Copy each entry as written.

^^^^^^^^^^^^^^^^

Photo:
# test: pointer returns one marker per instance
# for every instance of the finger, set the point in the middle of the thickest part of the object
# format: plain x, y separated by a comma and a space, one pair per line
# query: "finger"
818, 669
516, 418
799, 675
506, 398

^^^^^^^^^^^^^^^^

Solution for this problem ::
Photo:
# test: pointer returns one marker per instance
# for every instance of the finger, set the point in the middle of the thickest part of the object
# format: plain x, y separated by a comma and a space, one pair per line
# query: "finger"
818, 669
516, 418
799, 675
506, 398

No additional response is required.